| WHAT TO DO |
(1) List every person the narrator mentions by name or relationship in the passage about friendship.
(2) Rewrite the paragraph of the passage about friendship that begins "When I told my mother" as a short bulleted list that keeps its main facts.
(3) In the passage about friendship, at what university level did the narrator and Mandy become friends?

[[ EXTRACT TO READ, beginning ]]

Mandy and I became friends in level 300 at the university. We had a lot in common so our friendship didn’t struggle to flow at all. Our minds even processed things in similar ways. It was one of those kinds of friendships that felt like a soul connection. I suppose that’s what some people referred to as soul sisters. Things became more beautiful between us when another friend joined us. Her name is Diane. The three of us together created a whole new level of black girl magic.
When I told my mother about our friendship, she didn’t seem as supportive as I wanted her to be. She warned me, “Be careful of triad friendships. In the end, two of them get close and one person ends up feeling left out.” I convinced myself that my mother didn’t understand the nature of our closeness. So even though I listened to her advice, I discarded it. “I know my mother means well but they didn’t have ‘girl power’ back in her days. She doesn’t know how amazing it feels to belong to the sisterhood.” That’s what I thought, as I threw caution to the wind and plunged myself into my circle of friends.

[[ EXTRACT TO READ, end ]]
[[ LISTED RECORDS, beginning ]]

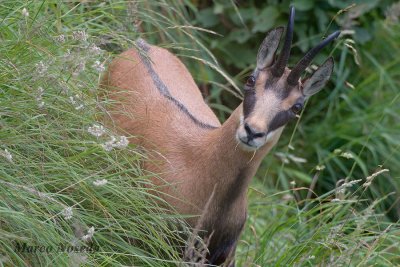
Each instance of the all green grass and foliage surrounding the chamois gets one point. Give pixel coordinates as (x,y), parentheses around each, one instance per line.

[[ LISTED RECORDS, end ]]
[[ LISTED RECORDS, beginning ]]

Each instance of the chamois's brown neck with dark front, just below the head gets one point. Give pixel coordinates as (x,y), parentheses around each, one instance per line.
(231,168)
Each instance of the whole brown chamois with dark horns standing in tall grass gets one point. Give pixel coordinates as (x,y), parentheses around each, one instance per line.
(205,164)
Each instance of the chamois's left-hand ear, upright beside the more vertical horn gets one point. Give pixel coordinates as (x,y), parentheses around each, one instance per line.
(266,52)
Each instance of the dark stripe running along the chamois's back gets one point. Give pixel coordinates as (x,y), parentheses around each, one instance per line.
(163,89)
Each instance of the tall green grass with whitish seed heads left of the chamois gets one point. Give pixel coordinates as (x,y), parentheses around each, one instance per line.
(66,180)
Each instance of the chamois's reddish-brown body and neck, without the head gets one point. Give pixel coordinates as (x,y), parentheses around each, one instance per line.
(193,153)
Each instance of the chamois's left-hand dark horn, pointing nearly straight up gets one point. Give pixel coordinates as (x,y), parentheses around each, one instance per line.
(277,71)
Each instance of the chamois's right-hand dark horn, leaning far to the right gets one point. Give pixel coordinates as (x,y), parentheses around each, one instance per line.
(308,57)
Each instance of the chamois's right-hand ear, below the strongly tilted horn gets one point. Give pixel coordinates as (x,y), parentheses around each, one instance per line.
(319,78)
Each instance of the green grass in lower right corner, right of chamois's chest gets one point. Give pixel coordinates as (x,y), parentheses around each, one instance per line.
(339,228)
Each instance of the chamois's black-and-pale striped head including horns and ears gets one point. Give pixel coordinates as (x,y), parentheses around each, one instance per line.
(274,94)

[[ LISTED RECORDS, end ]]

| SOLUTIONS BELOW |
(1) Mandy, Diane, and the narrator's mother.

(2)
- The narrator's mother was less supportive of the friendship than the narrator wanted.
- She warned that in triad friendships two people grow close and the third feels left out.
- The narrator believed she didn't understand their closeness and dismissed the advice.
- The narrator thought her mother's generation didn't have "girl power" and didn't know the feeling of belonging to a sisterhood.
- Ignoring caution, the narrator fully committed to the circle of friends.

(3) Level 300.